Исходный текст:
Магадану 75 лет. Страницам его становления посвящены многие публикации... Обратимся к истории города глазами детей и подростков конца сороковых и начала пятидесятых годов прошлого века. Своими воспоминаниями делится с читателями коренной магаданец, редактор отдела "ВМ" Олег Михайлов.
ОДНОЭТАЖНЫЙ ГОРОД
Магадан конца сороковых и начала пятидесятых годов ХХ века в основном деревянный. Дома - двухэтажные, одноэтажные. Каменные, то есть кирпичные дома стояли на коротком отрезке проспекта Карла Маркса (носившего в то время название улицы Сталина) и по проспекту Ленина.
Нагаево - сплошь деревянный район. Когда-то там находились и бараки заключенных. Кинотеатр "Моряк" (который прежде там располагался, а затем был снесен) прежде являлся столовой для заключенных.
Здесь же, в Нагаево, находились и авиаремонтные мастерские. На воды Нагаевской бухты, ближе к берегу, приводнялись гидросамолеты, покачивались на водах. На валунах, выходящих при отливе из воды, часто сидели красноклювые топорки. Их было много, стаями они носились низко над волнами. Нагаево - это частные дома, с огородами, отделенные друг от друга дощатыми заборами.

Задачи и задания:
(A) Ответьте на вопросы по воспоминаниям о Магадане.
(i) Какое название в те годы носил проспект Карла Маркса?
(ii) Чем прежде являлся кинотеатр "Моряк"?
(iii) Какие птицы часто сидели на валунах, выходивших из воды при отливе?
(B) Допишите воспоминания о Магадане конца сороковых и начала пятидесятых годов, продолжив повествование после последнего приведённого предложения.
Приведённые далее записи являются самостоятельным материалом и с текстом не связаны.

(Фрагменты записей разметки)
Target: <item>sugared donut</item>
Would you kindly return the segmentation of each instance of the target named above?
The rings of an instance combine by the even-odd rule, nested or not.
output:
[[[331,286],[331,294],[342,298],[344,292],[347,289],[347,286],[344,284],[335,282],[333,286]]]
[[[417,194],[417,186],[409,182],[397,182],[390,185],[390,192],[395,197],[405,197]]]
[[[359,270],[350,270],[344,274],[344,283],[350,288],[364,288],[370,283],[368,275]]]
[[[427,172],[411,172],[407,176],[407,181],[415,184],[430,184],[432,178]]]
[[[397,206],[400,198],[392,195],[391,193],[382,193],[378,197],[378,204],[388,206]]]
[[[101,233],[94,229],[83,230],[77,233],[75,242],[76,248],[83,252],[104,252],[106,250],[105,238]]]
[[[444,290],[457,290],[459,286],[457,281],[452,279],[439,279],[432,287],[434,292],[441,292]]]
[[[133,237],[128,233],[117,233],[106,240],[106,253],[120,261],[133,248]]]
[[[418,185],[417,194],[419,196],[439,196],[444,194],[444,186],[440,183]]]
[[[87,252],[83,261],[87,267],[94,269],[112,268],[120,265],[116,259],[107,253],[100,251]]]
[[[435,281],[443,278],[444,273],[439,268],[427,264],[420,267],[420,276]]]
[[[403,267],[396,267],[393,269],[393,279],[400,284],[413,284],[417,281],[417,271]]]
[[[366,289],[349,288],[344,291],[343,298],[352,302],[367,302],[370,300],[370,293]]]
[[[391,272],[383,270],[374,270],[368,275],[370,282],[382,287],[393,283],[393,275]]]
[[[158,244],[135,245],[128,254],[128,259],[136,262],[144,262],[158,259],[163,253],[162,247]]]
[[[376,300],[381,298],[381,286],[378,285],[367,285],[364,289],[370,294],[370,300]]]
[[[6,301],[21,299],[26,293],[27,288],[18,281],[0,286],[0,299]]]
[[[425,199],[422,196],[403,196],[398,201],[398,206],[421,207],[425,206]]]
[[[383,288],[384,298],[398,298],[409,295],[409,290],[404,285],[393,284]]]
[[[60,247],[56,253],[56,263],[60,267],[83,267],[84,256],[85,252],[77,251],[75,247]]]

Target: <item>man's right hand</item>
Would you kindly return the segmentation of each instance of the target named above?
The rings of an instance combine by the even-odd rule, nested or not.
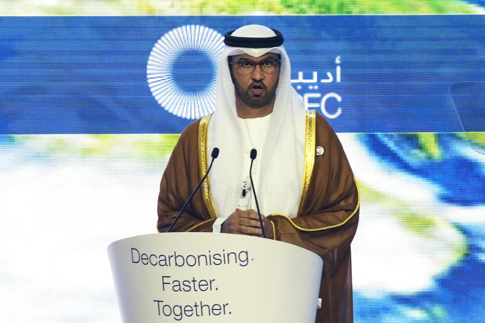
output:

Ответы к заданиям:
(A)
(i) Улица Сталина.
(ii) Столовой для заключенных.
(iii) Красноклювые топорки.

(B)
Частный сектор позволял человеку самому заботиться о своем пропитании. На огородах выращивали в основном картофель, морковь и редис. Здесь же в сараях держали свиней, кур и даже коров. Продажа свиного мяса, яиц, ряженки на городском рынке приносила доход. Как говорится, на Бога и государство надейся - а сам не плошай. Во дворах для детей ставили простые качели - два столба, сверху перекладина, на свисающих с нее веревках дощечка или, для маленького ребенка, оцинкованная жестяная ванночка с соломой или травой, чтоб мягко было. Ближе к морю, там, где сейчас проходит Приморская улица, парили две бревенчатые, внушительных размеров градирни.
Зимой и в прохладное время года из дымовых труб, что выходили из крыш домов частного сектора, шел дым. Город курился.
***
Районы Магадана в то время имели свои котельные. Работали они на угле. В городе в самых ее центральных местах между домами росла трава, ромашка пахучая, которую мы между играми срывали и жевали, то там, то здесь зеленели лиственницы. Частные бревенчатые дома со своим огородно-куриным хозяйством стояли прямо в центре города и у нас на Школьной, и улице Дзержинского, и там, где сегодня находятся гаражи, рядом с одноэтажным зданием Водоканала, в котором прежде находился детсад.
В завалинке были вентиляционные отверстия. Через них под дом забирались коты и кошки, заскакивали они туда, спасаясь от собак.
В одноэтажных бараках люди под полом выкапывали глубокие ямы, обносили их досками, а сверху делали люк. В таких ямах-погребах хранили продукты, холодильников тогда не было.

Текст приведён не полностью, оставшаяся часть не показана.